Location: Meat Safety & Quality ResearchTitle: Efficacy of antimicrobial compounds on surface decontamination of seven shiga toxin-producing Escherichia coli (STEC) and Salmonella inoculated onto fresh beef
|Kalchayanand, Norasak - Nor|
|Bosilevac, Joseph - Mick|
Submitted to: Journal of Food Protection
Publication Type: Peer Reviewed Journal
Publication Acceptance Date: 11/12/2014
Publication Date: 3/1/2015
Publication URL: http://handle.nal.usda.gov/10113/60650
Citation: Kalchayanand, N., Arthur, T.M., Bosilevac, J.M., Schmidt, J.W., Wang, R., Shackelford, S.D., Wheeler, T.L. 2015. Efficacy of antimicrobial compounds on surface decontamination of seven shiga toxin-producing Escherichia coli and Salmonella inoculated onto fresh beef. Journal of Food Protection. 78(3):503-510.
Interpretive Summary: E. coli O157:H7, non-O157 STECs, and Salmonella threaten consumers’ health as well as cause economic loss due to illnesses, product condemnation, and lower product demand. In September 2011, FSIS published a Federal Register notice of their intent to regulate non-O157 STEC serogroups O26, O45, O103, O111, O121, and O145 or “big six” as adulterants in certain raw beef products the same as E. coli O157:H7 beginning in June 2012. Although numerous interventions targeting E. coli O157:H7 have been developed and implemented to decontaminate meat and meat products during the harvesting process, the beef industry still looks for the novel compounds that effectively reduce or eliminate STEC and Salmonella. The study was evaluated the efficacy of novel compounds that are commercially available and approved by FDA against STECs and Salmonella on surfaces of fresh beef. The results indicated that these commercially available compounds were effectively reduced E. coli O157:H7, Salmonella as well as effectively against the “big six”.

Dataset records

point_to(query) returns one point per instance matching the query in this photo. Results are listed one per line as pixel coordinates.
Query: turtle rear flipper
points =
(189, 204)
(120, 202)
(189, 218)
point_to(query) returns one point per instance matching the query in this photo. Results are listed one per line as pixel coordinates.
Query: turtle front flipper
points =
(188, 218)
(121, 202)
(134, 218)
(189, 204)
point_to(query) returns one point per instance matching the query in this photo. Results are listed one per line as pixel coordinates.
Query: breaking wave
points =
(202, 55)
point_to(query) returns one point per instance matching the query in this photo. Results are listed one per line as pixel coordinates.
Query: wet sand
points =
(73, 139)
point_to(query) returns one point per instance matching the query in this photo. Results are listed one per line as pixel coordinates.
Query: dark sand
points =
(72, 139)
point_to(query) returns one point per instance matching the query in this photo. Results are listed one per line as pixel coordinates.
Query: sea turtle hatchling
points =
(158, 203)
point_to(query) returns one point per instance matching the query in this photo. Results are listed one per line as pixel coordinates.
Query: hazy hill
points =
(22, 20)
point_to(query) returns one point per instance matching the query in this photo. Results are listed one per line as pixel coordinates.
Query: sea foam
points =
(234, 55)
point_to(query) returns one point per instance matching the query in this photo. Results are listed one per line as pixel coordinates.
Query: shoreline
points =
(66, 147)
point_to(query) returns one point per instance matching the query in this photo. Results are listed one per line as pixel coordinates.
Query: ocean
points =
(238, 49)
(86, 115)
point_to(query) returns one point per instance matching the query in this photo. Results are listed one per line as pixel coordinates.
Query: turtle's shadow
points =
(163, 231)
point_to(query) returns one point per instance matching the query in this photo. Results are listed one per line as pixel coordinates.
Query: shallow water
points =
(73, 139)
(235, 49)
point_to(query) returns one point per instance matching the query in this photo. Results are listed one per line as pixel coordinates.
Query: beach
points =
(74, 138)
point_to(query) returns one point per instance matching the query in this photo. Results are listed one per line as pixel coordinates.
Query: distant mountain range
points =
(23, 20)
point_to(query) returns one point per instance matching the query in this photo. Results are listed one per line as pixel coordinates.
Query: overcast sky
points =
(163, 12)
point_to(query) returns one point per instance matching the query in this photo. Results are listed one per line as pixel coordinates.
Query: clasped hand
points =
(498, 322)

--

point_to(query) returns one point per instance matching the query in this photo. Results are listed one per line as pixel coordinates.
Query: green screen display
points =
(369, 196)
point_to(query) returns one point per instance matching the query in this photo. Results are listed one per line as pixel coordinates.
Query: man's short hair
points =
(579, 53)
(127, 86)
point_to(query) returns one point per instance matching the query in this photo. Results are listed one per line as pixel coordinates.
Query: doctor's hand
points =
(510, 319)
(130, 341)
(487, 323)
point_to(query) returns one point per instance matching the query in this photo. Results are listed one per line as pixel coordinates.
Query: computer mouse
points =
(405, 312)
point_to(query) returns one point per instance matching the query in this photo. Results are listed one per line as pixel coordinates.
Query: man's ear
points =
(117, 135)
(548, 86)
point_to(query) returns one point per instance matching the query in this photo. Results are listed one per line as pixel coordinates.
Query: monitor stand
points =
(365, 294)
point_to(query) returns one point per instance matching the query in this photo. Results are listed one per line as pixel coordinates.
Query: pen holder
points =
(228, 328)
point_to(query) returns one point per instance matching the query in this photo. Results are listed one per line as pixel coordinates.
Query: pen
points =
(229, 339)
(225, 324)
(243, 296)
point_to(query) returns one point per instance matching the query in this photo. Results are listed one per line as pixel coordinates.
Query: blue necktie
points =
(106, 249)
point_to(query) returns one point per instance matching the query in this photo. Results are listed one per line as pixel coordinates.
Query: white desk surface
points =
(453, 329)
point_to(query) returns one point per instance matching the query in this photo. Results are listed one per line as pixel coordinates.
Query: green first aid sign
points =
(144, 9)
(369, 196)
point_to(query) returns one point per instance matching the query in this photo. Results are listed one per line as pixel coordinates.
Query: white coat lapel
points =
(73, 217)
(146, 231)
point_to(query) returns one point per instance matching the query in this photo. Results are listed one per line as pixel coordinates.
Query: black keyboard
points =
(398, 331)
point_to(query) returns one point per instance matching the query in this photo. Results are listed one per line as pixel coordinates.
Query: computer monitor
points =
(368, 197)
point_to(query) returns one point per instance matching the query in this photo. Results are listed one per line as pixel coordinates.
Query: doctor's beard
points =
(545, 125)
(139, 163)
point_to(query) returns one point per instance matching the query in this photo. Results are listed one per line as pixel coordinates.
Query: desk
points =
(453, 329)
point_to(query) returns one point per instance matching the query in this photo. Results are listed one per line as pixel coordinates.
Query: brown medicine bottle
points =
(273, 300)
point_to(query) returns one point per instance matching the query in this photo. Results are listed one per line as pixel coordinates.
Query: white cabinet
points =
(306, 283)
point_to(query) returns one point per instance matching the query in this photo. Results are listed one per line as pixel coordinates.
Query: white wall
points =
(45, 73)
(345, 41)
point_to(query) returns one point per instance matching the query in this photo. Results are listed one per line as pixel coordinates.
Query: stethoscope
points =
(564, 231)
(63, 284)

WORK ORDER 1: According to the research summary, in what month and year did FSIS publish its Federal Register notice about regulating the "big six" non-O157 STEC serogroups?
WORK ORDER 2: Reproduce everything in the research summary from "Location: Meat Safety" down to "Food Protection. 78(3):503-510.".

ANSWER BOX 1: September 2011

ANSWER BOX 2:
Location: Meat Safety & Quality ResearchTitle: Efficacy of antimicrobial compounds on surface decontamination of seven shiga toxin-producing Escherichia coli (STEC) and Salmonella inoculated onto fresh beef
|Kalchayanand, Norasak - Nor|
|Bosilevac, Joseph - Mick|
Submitted to: Journal of Food Protection
Publication Type: Peer Reviewed Journal
Publication Acceptance Date: 11/12/2014
Publication Date: 3/1/2015
Publication URL: http://handle.nal.usda.gov/10113/60650
Citation: Kalchayanand, N., Arthur, T.M., Bosilevac, J.M., Schmidt, J.W., Wang, R., Shackelford, S.D., Wheeler, T.L. 2015. Efficacy of antimicrobial compounds on surface decontamination of seven shiga toxin-producing Escherichia coli and Salmonella inoculated onto fresh beef. Journal of Food Protection. 78(3):503-510.